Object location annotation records

=-=-=-=-=

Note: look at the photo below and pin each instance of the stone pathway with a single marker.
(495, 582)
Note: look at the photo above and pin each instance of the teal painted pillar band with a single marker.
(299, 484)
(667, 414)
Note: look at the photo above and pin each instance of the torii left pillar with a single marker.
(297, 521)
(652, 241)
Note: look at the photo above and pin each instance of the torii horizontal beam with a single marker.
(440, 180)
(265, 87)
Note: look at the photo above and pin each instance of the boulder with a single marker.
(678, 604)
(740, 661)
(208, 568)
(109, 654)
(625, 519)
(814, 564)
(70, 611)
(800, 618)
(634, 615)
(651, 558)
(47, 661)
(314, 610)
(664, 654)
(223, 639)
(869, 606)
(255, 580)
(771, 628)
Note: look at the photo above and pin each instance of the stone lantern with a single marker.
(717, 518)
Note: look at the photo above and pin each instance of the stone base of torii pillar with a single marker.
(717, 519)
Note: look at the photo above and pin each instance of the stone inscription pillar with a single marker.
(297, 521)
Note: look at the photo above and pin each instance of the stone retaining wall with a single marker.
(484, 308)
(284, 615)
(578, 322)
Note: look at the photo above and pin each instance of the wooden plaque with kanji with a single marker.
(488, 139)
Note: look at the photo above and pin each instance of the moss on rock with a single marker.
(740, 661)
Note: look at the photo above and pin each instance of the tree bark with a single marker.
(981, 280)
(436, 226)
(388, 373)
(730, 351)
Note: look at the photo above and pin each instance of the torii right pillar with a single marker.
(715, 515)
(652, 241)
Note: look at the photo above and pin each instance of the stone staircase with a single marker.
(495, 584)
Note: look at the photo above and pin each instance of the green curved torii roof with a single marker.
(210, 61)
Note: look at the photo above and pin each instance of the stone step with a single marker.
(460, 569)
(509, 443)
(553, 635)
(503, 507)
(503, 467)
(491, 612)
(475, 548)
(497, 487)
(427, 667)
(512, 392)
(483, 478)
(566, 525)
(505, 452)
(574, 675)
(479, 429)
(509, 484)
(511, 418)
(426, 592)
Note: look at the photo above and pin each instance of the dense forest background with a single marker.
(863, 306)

=-=-=-=-=

DO THIS:
Change every "single marker" in the records above to "single dot", and leave everything else as it is.

OUTPUT FOR THIS TASK:
Note: look at the photo below and pin each instance of the stone pathway with a single dot.
(495, 582)
Note: look at the photo above and pin each instance of the teal painted pillar band with a single dot.
(299, 484)
(667, 414)
Note: look at the photo above and pin each instance of the torii left pillar with a single dot.
(297, 521)
(652, 241)
Note: look at the photo above and pin each instance of the torii horizontal beam with a single dot.
(440, 180)
(265, 87)
Note: look at the photo above and pin each instance of the boulder with a single dot.
(678, 604)
(740, 661)
(208, 568)
(109, 654)
(625, 519)
(814, 564)
(70, 611)
(800, 618)
(634, 615)
(651, 558)
(47, 661)
(314, 610)
(664, 654)
(223, 639)
(869, 606)
(255, 580)
(771, 628)
Note: look at the photo above and pin each instance of the stone lantern with a single dot.
(717, 518)
Note: look at the photo above and pin each instance of the stone base of torii pillar with a single dot.
(717, 519)
Note: look at the photo above and pin each instance of the stone inscription pillar with a single dot.
(297, 521)
Note: look at the photo above and pin each instance of the stone retaining wall with a single dot.
(484, 308)
(284, 615)
(578, 322)
Note: look at the photo above and pin each instance of the wooden plaque with kanji with a single dot.
(488, 139)
Note: look at the photo above and pin each instance of the moss on rock with a single dot.
(740, 661)
Note: look at the photo above and pin each instance of the tree bark with a single dot.
(981, 280)
(436, 226)
(388, 373)
(730, 351)
Note: look at the photo above and pin each instance of the torii right pillar with a single dot.
(715, 515)
(652, 241)
Note: look at the photo above and pin each instance of the stone staircase with a single dot.
(495, 584)
Note: look at the photo above and pin each instance of the green curved torii roof with a single dot.
(210, 61)
Note: look at the photo above and pin each instance of the stone step with a single dot.
(460, 569)
(509, 443)
(553, 635)
(503, 507)
(503, 467)
(491, 612)
(475, 548)
(497, 487)
(427, 667)
(512, 392)
(483, 478)
(566, 525)
(505, 452)
(574, 675)
(479, 429)
(509, 484)
(511, 418)
(426, 592)
Note: look at the photo above and pin each instance of the dense forest background with a single dot.
(863, 306)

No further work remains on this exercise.